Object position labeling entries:

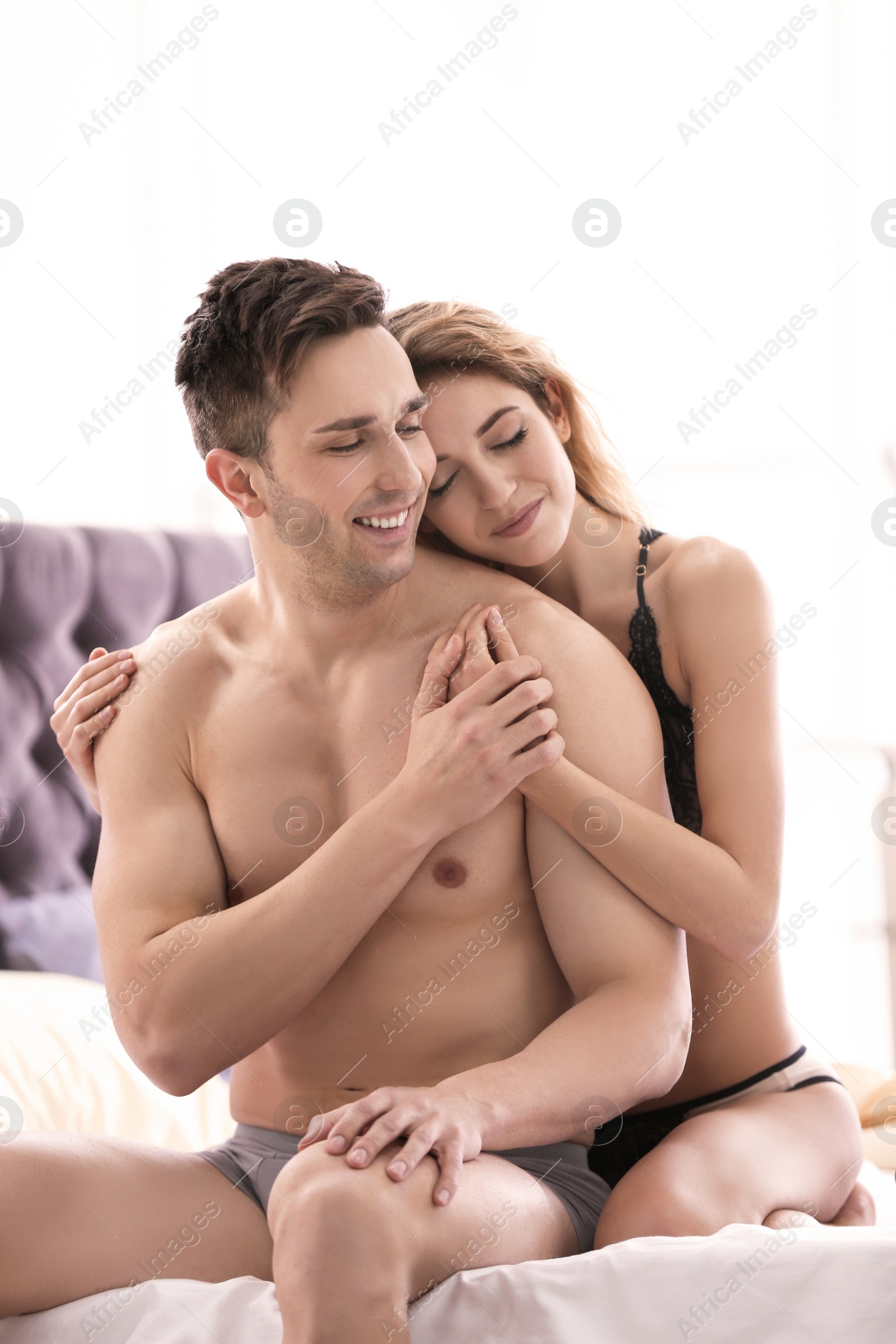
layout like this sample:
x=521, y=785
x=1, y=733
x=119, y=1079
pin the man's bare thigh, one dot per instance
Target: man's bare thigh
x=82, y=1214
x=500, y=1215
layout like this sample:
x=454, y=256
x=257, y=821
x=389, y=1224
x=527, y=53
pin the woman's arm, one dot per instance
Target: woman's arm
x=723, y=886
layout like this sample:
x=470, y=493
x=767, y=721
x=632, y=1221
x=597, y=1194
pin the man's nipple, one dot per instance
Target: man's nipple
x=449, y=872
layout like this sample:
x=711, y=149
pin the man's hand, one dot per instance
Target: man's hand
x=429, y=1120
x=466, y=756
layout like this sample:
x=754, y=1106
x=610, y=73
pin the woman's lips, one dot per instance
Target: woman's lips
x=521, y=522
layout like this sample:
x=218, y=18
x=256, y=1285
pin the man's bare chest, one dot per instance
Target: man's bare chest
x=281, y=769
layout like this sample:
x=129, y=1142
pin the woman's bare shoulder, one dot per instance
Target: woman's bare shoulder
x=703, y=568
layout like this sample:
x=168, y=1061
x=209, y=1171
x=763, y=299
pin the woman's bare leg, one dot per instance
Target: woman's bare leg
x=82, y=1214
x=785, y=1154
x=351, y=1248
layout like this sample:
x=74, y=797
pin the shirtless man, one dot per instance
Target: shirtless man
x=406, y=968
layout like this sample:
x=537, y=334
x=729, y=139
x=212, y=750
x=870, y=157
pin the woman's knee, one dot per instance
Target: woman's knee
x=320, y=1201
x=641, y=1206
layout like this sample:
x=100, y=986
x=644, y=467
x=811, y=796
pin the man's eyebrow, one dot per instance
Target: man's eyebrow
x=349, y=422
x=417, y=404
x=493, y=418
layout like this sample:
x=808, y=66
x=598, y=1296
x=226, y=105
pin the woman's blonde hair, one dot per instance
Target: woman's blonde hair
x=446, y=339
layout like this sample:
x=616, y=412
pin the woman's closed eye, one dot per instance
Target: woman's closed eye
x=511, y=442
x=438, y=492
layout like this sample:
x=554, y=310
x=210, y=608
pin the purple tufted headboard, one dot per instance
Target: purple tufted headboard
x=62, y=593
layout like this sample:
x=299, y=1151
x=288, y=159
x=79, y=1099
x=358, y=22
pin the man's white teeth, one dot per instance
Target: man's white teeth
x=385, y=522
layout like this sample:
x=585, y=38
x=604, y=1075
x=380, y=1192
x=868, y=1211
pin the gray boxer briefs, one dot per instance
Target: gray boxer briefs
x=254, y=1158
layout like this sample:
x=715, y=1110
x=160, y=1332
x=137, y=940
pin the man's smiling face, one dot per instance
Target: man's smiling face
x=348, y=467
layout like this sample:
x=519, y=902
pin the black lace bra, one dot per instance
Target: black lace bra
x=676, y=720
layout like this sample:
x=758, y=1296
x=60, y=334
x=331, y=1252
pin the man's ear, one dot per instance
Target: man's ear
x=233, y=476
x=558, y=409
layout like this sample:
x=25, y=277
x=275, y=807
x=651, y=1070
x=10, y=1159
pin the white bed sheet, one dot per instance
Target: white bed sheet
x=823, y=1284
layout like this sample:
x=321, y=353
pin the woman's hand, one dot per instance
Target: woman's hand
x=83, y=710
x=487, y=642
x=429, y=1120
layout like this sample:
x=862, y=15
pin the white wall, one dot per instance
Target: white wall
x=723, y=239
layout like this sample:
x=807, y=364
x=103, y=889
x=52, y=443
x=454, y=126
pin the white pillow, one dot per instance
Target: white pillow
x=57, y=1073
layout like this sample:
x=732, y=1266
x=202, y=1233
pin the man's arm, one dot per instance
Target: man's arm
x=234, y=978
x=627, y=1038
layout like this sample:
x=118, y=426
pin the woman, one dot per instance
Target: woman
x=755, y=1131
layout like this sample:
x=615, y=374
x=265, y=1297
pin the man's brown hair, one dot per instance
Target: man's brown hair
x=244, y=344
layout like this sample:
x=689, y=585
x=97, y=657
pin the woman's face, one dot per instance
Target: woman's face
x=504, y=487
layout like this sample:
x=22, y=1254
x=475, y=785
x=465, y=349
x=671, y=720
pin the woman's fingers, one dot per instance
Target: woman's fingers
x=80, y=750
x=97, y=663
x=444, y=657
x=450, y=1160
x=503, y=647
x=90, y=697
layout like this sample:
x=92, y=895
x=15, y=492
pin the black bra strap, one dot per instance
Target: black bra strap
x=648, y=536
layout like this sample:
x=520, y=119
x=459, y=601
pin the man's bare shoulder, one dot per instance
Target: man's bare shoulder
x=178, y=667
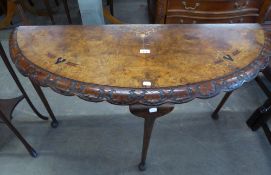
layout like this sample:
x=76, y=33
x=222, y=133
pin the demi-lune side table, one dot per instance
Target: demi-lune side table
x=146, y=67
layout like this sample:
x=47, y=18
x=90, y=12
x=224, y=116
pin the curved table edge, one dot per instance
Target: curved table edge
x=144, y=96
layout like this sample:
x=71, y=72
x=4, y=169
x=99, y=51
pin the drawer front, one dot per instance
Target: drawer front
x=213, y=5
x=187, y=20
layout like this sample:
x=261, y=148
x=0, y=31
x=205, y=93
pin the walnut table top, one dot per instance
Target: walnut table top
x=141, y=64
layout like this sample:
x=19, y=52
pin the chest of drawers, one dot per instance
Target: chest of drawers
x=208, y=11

...

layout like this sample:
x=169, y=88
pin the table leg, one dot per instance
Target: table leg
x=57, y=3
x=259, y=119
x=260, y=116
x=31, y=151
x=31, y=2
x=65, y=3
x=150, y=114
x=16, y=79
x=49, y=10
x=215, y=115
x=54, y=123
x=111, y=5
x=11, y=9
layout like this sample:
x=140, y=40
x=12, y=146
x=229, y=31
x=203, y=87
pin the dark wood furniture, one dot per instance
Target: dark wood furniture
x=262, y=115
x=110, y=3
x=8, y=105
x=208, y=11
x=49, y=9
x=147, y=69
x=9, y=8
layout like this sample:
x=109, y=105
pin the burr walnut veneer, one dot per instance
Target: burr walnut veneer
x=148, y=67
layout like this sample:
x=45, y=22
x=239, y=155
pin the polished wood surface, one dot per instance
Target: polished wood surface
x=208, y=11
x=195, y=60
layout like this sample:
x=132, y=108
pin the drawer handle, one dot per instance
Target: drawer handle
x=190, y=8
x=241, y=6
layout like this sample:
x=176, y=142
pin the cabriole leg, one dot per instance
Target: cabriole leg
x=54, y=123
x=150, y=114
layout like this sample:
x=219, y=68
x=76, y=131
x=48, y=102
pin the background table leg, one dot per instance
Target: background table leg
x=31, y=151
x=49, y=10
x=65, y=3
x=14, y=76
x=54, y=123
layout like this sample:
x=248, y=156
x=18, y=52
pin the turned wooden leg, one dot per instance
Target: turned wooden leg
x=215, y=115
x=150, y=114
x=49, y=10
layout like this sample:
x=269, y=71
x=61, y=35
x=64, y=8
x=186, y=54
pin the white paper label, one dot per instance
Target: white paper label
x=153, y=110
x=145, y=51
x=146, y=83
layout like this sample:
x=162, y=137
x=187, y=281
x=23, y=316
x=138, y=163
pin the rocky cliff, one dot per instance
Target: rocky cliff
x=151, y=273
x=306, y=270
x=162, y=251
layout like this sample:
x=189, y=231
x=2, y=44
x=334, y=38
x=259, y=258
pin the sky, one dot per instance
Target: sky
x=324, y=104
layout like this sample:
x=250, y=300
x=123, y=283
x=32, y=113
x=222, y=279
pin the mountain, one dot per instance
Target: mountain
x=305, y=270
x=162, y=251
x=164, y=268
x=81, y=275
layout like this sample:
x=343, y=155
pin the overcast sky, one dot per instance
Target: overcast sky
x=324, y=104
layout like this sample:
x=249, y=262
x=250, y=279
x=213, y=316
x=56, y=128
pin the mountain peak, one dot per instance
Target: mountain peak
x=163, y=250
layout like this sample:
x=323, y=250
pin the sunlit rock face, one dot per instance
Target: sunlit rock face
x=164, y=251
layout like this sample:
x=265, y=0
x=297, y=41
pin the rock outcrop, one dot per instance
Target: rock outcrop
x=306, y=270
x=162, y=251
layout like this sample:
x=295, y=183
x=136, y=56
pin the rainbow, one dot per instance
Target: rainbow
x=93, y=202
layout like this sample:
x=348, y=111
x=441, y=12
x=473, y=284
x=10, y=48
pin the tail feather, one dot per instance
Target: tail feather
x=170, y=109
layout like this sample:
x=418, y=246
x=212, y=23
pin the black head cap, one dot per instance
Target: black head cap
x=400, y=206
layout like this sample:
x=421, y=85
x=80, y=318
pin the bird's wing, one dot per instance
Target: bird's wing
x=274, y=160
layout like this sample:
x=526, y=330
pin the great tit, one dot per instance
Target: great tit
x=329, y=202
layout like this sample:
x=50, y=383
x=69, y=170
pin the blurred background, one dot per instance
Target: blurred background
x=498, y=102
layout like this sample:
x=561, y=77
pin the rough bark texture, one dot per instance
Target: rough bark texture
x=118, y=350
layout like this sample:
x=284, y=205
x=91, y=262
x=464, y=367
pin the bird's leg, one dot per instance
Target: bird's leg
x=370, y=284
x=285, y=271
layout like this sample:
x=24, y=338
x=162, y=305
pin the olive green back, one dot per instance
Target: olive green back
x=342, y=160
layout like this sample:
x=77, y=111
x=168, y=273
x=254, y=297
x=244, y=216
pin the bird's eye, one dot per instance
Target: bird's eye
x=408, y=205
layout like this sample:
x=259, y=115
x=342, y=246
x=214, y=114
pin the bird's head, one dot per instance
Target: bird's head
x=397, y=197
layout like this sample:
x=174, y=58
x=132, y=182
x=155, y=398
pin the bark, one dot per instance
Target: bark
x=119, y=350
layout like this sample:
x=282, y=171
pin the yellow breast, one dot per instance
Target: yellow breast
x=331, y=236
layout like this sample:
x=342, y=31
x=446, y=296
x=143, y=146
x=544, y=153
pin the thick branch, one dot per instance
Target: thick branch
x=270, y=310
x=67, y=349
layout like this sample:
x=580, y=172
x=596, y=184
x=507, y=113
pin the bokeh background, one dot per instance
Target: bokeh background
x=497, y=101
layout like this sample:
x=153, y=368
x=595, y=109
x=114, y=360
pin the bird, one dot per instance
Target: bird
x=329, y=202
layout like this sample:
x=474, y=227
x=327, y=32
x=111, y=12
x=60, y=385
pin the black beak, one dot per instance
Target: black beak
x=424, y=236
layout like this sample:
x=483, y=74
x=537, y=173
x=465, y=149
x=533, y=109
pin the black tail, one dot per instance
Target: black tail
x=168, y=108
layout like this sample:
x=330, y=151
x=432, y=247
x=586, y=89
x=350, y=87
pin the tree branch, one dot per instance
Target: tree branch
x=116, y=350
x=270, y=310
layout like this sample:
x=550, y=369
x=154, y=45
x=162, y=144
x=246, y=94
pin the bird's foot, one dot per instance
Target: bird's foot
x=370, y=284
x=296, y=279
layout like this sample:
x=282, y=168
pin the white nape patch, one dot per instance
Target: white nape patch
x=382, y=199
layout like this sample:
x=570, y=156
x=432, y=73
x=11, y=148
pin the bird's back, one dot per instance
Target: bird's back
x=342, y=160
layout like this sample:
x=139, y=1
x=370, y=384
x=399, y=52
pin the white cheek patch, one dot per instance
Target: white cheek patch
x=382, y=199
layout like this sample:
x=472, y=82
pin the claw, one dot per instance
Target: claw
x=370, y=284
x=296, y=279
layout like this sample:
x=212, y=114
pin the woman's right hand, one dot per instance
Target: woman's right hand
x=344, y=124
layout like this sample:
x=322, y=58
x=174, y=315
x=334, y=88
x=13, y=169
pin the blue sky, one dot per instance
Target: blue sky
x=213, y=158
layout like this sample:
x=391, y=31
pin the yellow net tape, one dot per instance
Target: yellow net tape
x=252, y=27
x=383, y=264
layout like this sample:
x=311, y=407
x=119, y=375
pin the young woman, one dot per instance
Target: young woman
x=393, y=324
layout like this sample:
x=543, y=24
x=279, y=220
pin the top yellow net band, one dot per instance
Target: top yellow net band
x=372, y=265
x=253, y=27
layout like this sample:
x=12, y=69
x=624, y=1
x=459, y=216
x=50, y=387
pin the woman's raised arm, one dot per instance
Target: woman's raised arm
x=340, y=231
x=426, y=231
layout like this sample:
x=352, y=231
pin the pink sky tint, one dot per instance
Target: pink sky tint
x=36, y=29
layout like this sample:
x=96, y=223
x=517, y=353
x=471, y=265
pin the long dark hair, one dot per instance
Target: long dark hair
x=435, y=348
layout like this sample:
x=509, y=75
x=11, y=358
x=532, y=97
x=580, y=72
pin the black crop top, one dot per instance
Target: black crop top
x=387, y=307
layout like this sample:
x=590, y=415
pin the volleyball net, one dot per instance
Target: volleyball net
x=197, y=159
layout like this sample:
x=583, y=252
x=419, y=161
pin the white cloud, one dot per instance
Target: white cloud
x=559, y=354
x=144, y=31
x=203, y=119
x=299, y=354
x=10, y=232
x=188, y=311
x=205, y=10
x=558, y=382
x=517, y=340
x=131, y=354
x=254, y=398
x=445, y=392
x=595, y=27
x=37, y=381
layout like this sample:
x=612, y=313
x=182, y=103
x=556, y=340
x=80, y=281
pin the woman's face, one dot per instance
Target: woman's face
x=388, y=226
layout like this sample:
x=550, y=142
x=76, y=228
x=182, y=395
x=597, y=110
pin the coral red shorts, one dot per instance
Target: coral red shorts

==

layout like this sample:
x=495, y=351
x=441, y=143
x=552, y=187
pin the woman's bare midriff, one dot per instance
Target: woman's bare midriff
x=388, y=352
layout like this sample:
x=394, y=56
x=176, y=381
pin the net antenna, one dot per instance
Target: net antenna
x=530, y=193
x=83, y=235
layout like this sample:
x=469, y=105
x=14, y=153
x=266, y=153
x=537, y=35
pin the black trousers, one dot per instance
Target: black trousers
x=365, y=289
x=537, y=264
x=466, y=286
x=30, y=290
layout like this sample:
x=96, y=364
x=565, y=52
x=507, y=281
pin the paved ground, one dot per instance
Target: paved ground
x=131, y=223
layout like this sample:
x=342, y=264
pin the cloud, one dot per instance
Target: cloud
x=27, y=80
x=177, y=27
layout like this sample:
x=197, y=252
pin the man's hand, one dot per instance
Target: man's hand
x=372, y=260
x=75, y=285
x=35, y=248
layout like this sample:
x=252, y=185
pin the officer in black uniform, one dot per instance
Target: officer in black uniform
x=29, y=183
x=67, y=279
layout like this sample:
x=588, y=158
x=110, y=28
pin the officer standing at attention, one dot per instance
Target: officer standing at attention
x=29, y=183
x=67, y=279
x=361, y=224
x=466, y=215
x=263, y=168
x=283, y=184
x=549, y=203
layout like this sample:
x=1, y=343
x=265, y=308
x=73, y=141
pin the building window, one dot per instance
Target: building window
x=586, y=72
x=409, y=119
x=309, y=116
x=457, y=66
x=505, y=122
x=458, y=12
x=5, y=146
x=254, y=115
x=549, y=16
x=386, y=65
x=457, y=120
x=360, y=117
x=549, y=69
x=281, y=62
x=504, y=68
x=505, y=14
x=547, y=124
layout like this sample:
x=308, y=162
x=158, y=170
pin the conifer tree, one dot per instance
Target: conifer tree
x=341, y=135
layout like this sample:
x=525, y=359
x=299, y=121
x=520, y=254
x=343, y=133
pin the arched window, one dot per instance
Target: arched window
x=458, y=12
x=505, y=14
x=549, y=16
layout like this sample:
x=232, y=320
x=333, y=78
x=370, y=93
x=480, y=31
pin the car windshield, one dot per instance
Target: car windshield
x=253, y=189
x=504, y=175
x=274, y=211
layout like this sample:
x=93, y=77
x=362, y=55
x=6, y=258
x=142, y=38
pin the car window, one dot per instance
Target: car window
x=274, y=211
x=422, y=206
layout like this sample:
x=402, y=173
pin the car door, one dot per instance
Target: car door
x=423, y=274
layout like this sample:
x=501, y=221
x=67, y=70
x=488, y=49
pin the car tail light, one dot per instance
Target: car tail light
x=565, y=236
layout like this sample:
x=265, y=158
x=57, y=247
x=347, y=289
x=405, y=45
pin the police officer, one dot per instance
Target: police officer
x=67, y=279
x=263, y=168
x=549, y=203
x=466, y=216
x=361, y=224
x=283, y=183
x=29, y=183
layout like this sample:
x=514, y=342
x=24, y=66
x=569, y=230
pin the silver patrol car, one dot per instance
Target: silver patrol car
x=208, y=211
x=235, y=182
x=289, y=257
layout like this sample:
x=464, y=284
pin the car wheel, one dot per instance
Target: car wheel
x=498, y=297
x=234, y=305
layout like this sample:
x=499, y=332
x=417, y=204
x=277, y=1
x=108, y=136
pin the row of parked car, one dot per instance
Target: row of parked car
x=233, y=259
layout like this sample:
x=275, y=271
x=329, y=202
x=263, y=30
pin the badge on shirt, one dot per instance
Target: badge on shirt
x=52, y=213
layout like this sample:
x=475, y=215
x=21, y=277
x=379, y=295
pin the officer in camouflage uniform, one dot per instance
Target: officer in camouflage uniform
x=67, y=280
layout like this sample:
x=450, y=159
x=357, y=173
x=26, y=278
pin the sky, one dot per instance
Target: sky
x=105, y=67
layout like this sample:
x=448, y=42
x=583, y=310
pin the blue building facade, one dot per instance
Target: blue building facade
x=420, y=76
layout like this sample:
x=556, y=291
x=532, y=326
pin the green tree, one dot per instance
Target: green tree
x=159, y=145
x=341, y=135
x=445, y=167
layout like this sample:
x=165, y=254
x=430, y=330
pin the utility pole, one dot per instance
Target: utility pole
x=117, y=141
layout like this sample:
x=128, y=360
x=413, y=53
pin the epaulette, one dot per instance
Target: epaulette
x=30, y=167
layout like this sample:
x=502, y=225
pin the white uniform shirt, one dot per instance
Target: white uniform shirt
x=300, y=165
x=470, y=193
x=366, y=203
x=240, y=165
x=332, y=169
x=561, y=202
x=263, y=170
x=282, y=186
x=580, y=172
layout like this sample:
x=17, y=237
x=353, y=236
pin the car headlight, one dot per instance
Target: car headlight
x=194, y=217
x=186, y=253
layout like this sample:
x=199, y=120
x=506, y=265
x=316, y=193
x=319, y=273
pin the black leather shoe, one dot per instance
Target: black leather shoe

**What is needed**
Please count how many lines in the items above contain the word "foot", and reply with the number alone.

**Expected answer**
2